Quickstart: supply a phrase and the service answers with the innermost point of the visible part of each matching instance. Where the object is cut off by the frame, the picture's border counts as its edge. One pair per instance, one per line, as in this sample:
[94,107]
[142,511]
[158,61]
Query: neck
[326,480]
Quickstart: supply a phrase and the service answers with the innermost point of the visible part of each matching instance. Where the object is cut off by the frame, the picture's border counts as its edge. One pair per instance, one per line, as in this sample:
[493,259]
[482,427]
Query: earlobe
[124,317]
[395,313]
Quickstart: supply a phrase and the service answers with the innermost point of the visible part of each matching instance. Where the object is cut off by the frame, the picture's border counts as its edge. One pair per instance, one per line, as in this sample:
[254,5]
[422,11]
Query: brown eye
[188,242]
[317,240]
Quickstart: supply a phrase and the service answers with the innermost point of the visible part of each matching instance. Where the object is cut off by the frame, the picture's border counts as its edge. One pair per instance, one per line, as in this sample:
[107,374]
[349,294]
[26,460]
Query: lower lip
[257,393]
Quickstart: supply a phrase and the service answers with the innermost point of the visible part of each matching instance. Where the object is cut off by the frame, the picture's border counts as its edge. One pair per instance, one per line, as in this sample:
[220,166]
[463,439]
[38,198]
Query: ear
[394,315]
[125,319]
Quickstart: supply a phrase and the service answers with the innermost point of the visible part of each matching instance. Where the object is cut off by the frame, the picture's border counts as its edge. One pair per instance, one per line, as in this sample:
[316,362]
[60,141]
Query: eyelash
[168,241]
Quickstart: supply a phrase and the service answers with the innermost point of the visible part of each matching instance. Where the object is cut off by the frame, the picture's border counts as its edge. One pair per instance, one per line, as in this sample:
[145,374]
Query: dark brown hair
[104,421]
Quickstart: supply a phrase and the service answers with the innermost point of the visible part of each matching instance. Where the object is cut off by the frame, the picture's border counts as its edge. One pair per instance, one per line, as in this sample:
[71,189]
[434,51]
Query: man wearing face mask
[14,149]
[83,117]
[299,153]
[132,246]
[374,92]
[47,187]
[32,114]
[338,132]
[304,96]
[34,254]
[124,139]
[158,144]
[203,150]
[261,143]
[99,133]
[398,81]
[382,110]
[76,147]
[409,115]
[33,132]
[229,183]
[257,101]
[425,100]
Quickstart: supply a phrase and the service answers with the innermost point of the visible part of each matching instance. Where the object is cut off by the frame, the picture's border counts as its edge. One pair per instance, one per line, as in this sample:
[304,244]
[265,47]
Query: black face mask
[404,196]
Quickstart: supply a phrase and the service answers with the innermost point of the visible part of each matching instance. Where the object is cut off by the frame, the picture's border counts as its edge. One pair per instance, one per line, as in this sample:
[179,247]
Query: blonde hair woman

### PROMPT
Every line in the listing above should be repeated exactly.

### EXERCISE OUTPUT
Quickstart: supply a phrase and the service answers with the innermost point of the visible part of each matching instance. Where the object is cut off by the frame, the picture's border counts as its edge. One pair per instance, one per line, as in this sample:
[94,107]
[142,511]
[158,61]
Query: neck
[326,480]
Quickstart: supply a phrase and the service answers with the innermost point of the visible part of each matching instance. Where the object is cut off by the frame, the picture's border counts as its edge. One pair per instance, one per line, as in this sample:
[493,259]
[482,427]
Query: earlobe
[124,317]
[395,313]
Quickstart: supply a phrase and the service answers with the innermost point of the visible part of each matching instance. Where the object is cut off by the frame, the picture's border counts as its edge. One pair per instance, one per line, as in this sample:
[254,5]
[422,11]
Query: brown eye
[188,242]
[317,240]
Quickstart: supply a phrase and the service answers with the innermost point of the visible part of each matching instance. Where the object is cut off by the frame, the picture's border counts as its edge. One pair per instance, one per line, as in this sample:
[107,374]
[349,294]
[26,460]
Query: lower lip
[257,393]
Quickstart: supply a phrase and the service answers with the innermost point of the visible part of each matching instance. Where the object is cut off by the frame, the picture's border counts as its edge. One pair per instance, one per line, as in this sample:
[220,166]
[463,439]
[38,198]
Query: ear
[394,315]
[125,319]
Quickstart: supply a phrase and the service answers with the innermost point of the visible part of each matching instance. Where the object is cut off by the frame, the picture's border counts as its edge. One pair per instance, one per line, as in this sample:
[316,362]
[60,141]
Query: eyelash
[168,241]
Quickstart: supply a phrase and the service answers with the innermost point of the visible part of each matching instance. Where the object is cut off by the frame, the picture's border counts as its edge. One pair per instance, one per line, as in this sample:
[145,374]
Query: dark brown hair
[104,421]
Quickstart: supply a phrase and the service answers with the innermost point of the visible part of each matching instance. Where the object is cut off by the frame, the picture's border counts as its edge. One pair per instance, one per line, as in this sample:
[71,189]
[434,51]
Query: man wearing face mask
[14,149]
[83,117]
[299,153]
[132,246]
[374,92]
[47,187]
[32,114]
[338,132]
[304,96]
[34,254]
[124,139]
[158,144]
[203,150]
[261,143]
[99,133]
[398,81]
[382,110]
[76,147]
[409,115]
[33,132]
[229,183]
[257,101]
[425,100]
Quickstart: supply a phrase and the service answers with the innermost point of the visible part of each matching instance. Where the object is cut off by the frame, the picture's border counts as its edge. One pair per instance, one per line, as in this sample:
[304,244]
[265,47]
Query: black face mask
[404,196]
Quickstart: supply a phrase and the service answers with the innermost point of the visible part of each matching instance. Where the object is cut off by the frame, the picture's border counts as its edge. One pair per instance, one per line, as in this sample:
[179,247]
Query: blonde hair woman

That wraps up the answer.